• Required actions:
1. In the passage about Rodney Marks, reproduce word for word the part that opens with "Rodney Marks: Was" and closes with "sleep it off.".
2. Answer these questions using the passage about Rodney Marks:
(a) How old was Dr Marks?
(b) What temperature does the passage give for the cold at the base?
(c) How many times did Dr Marks visit the base doctor over that day?

• Passage:
Rodney Marks: Was This The First Murder In Antarctica?
I was watching Youtube last night. I tend to drift off to sleep listening to strange and murderous tales. I have a feeling you might be similar. No amount of distanced mayhem disturbs a good night’s rest. I came across the story of Astrophysicist Rodney Marks.
Dr Marks was only 32 years old and was with colleagues at the Amundsen-Scott Research Base in Antarctica.
11th May he began to feel unwell. The base was in the grip of six months of darkness due to their geographical position. The area did six months day and six months night. Temperatures were at, a brass monkey challenging, -80 degree cold. Dr Marks was used to this. He went to bed early hoping to sleep it off.
That didn’t work. By the early morning he felt worse. His symptoms were: Struggling to breathe, weak vision, fatigue and vomiting blood. Later he would also complain of burning sensations in his joints and stomach. Over that day he visited the base doctor three times. Each time he was feeling more unwell.
In the end the doctor injected him with a sedative and at last it looked like Dr Marks might rest. Instead he died. At first the belief was he had a suffered a heart attack or stroke. A complication was that the one doctor, among the 50 strong staff, could not complete a post mortem ( autopsy) as he was not qualified. In addition, the air at that time of years is too brutal for aircraft. Dr Marks would have to stay there until warmer weather came around and that would mean months of waiting.

[Point localization data]
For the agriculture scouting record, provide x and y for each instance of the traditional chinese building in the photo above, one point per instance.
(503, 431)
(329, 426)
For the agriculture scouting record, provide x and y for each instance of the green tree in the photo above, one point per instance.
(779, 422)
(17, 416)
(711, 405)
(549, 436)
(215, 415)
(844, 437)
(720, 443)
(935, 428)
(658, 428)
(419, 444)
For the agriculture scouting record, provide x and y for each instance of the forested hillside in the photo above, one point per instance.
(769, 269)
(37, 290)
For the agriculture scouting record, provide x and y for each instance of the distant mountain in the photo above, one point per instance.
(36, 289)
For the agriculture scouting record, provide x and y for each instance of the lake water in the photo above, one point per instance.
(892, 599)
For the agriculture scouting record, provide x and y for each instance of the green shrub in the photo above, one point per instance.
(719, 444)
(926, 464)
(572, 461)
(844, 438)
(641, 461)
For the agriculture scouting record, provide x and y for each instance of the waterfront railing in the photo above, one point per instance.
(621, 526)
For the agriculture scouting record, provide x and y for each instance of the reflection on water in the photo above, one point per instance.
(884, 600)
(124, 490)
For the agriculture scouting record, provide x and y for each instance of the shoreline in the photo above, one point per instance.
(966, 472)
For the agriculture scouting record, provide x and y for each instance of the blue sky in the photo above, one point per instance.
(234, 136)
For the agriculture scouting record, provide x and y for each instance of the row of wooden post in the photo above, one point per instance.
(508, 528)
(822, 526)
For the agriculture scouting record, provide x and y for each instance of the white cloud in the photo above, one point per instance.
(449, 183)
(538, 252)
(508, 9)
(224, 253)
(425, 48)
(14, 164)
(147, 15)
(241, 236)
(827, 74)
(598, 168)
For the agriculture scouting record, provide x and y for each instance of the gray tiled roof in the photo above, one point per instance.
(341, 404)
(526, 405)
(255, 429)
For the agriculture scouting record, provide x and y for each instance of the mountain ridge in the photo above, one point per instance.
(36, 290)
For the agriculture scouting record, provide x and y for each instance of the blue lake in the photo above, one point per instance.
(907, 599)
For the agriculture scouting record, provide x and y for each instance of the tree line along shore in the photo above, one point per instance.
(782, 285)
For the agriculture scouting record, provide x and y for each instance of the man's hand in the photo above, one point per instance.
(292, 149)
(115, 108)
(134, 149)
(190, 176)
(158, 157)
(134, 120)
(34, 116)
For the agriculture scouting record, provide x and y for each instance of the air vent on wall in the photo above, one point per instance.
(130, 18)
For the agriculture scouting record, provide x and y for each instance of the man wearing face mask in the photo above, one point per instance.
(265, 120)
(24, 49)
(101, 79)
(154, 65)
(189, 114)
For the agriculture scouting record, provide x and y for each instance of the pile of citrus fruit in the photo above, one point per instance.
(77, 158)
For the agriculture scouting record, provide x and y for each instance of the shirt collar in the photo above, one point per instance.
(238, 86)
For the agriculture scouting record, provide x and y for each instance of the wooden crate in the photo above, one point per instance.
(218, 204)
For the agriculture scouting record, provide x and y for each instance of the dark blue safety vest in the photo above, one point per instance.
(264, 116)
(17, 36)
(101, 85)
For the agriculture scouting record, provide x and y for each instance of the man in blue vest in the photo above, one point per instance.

• Responses by task:
1.
Rodney Marks: Was This The First Murder In Antarctica?
I was watching Youtube last night. I tend to drift off to sleep listening to strange and murderous tales. I have a feeling you might be similar. No amount of distanced mayhem disturbs a good night’s rest. I came across the story of Astrophysicist Rodney Marks.
Dr Marks was only 32 years old and was with colleagues at the Amundsen-Scott Research Base in Antarctica.
11th May he began to feel unwell. The base was in the grip of six months of darkness due to their geographical position. The area did six months day and six months night. Temperatures were at, a brass monkey challenging, -80 degree cold. Dr Marks was used to this. He went to bed early hoping to sleep it off.

2.
(a) 32 years old
(b) -80 degrees
(c) Three times